- [Exercise prompt] Everything in the listing below must be reproduced exactly, apart from its images.

- [Dataset excerpts]
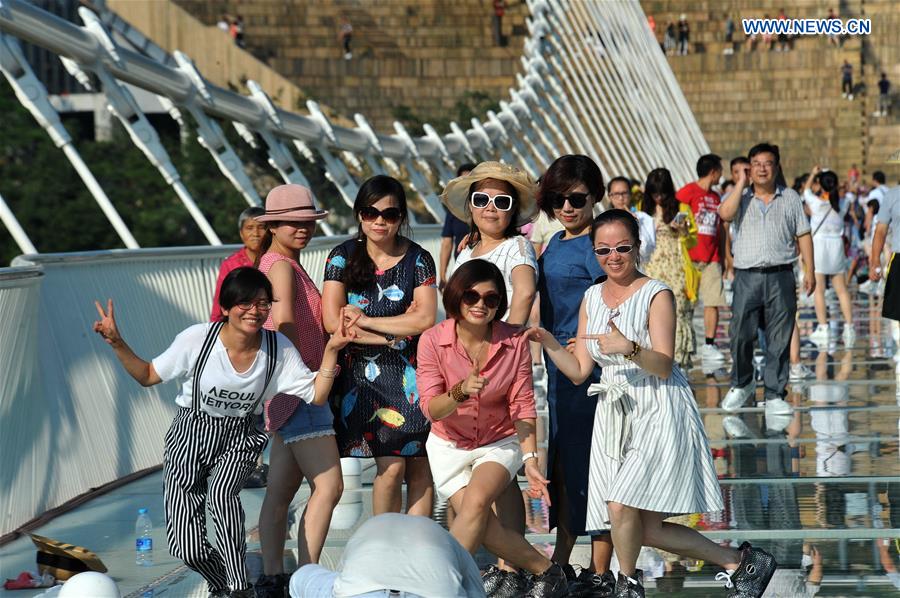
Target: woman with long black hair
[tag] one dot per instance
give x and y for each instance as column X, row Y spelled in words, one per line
column 827, row 209
column 650, row 457
column 569, row 190
column 386, row 283
column 230, row 369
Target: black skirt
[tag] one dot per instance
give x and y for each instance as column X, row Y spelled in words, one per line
column 891, row 306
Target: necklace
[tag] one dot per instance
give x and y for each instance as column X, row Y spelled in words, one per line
column 476, row 360
column 614, row 309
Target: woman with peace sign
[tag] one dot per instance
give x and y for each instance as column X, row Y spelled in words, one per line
column 650, row 457
column 228, row 370
column 475, row 386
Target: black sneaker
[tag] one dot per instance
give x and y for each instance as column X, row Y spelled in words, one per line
column 753, row 575
column 593, row 585
column 258, row 478
column 551, row 583
column 629, row 589
column 492, row 578
column 514, row 585
column 272, row 586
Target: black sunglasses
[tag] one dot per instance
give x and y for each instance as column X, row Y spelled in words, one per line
column 576, row 200
column 608, row 250
column 389, row 215
column 491, row 298
column 502, row 202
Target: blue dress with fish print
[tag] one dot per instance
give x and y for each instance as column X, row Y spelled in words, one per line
column 375, row 402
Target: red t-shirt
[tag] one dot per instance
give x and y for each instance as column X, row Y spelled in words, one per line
column 705, row 206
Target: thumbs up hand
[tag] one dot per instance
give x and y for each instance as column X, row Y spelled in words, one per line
column 474, row 382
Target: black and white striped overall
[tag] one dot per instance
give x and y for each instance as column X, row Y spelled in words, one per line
column 208, row 459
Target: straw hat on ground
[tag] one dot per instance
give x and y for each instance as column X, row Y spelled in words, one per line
column 291, row 203
column 456, row 194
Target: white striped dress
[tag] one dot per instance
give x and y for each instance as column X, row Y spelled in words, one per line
column 649, row 449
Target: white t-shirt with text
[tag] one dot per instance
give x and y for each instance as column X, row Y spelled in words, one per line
column 226, row 392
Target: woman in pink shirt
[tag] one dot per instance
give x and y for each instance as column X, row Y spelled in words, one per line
column 475, row 386
column 303, row 442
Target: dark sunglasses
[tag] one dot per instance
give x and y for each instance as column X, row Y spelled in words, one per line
column 491, row 298
column 389, row 215
column 480, row 200
column 576, row 200
column 608, row 250
column 260, row 304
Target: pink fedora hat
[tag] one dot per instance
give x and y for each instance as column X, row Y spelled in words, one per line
column 291, row 202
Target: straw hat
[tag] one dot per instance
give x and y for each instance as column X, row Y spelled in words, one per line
column 62, row 560
column 292, row 203
column 456, row 194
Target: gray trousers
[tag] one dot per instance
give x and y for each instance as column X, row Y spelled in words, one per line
column 767, row 300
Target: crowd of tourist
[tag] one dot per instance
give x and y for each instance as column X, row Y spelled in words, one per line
column 363, row 369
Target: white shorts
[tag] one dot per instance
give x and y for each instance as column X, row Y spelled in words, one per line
column 451, row 468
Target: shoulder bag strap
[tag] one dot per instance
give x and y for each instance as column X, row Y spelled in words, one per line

- [Written solution]
Target: woman with long black hair
[tag] one dot per instance
give x and y for each instance as column X, row Y spelled in words, one per line
column 827, row 209
column 650, row 457
column 569, row 190
column 386, row 283
column 230, row 369
Target: black skirt
[tag] one dot per instance
give x and y for each instance as column X, row Y spelled in words, one per line
column 891, row 306
Target: necklace
[tag] one dot per instance
give x and y for each instance as column X, row Y spelled in words, one per line
column 476, row 360
column 614, row 309
Target: woman with peace sign
[tag] one dot per instance
give x and y for each instance as column X, row Y spelled in words, one per line
column 650, row 457
column 228, row 370
column 475, row 386
Target: black sneaker
[tag] one dot per instance
give x and y for each instance as column X, row Y spelled in words, one per line
column 753, row 575
column 593, row 585
column 258, row 478
column 551, row 583
column 629, row 589
column 492, row 578
column 514, row 585
column 272, row 586
Target: black sunglasses
[tag] one dot per instance
give x and y for each instance as column X, row Y spelled in words, one per line
column 576, row 200
column 608, row 250
column 389, row 215
column 491, row 298
column 502, row 202
Target: blue dress with fish print
[tag] one dot per instance
give x and y for each instance as column X, row Y spelled in words, one per line
column 375, row 402
Target: red t-shirt
[tag] one dot per instance
give x and y for each instance as column X, row Y spelled in words, one per line
column 705, row 206
Target: thumbs up hand
[tag] one dot per instance
give x and y for each instance as column X, row Y spelled in words, one per line
column 474, row 382
Target: black and white striped overall
[tag] one dot per instance
give x and y for each instance as column X, row Y spelled in words, one per line
column 208, row 459
Target: straw hat on ground
[tag] one dot per instance
give x and y for each instance as column X, row Y spelled in words, one per line
column 291, row 203
column 456, row 194
Target: white striped dress
[tag] one dot per instance
give x and y for each instance as column X, row Y spelled in words, one per line
column 649, row 449
Target: white t-shirt with text
[tag] one dot per instance
give x and y for each instance as column X, row Y spelled in words, one per line
column 226, row 392
Target: woman in pink shirt
[tag] one dot per instance
give x and y for each instance as column X, row Y spelled in words, one per line
column 475, row 386
column 303, row 442
Target: dark sunglasses
[tag] one dot per instance
give x and y for each instance as column X, row Y spelled in words, one per line
column 491, row 298
column 389, row 215
column 480, row 200
column 576, row 200
column 608, row 250
column 260, row 304
Target: pink fedora hat
[tag] one dot per instance
give x and y for each instance as column X, row Y spelled in words, one per line
column 291, row 202
Target: straw hat
[tag] one dot per instance
give x and y for each instance as column X, row Y spelled in words, one per line
column 62, row 560
column 292, row 203
column 456, row 194
Target: gray trousers
[tag] one dot per instance
give x and y for each instance as column X, row Y spelled in words, one per line
column 767, row 300
Target: crowd of tourist
[tag] one dot per instance
give x and y for each instance as column X, row Y spelled in words, one per line
column 363, row 369
Target: white shorts
[tag] one dot per instance
give x and y for each instance as column X, row Y spelled in words, one per line
column 451, row 468
Target: shoulder bag strap
[tag] one dot per instance
give x and y for each instance as column X, row Y spelled in words, one per line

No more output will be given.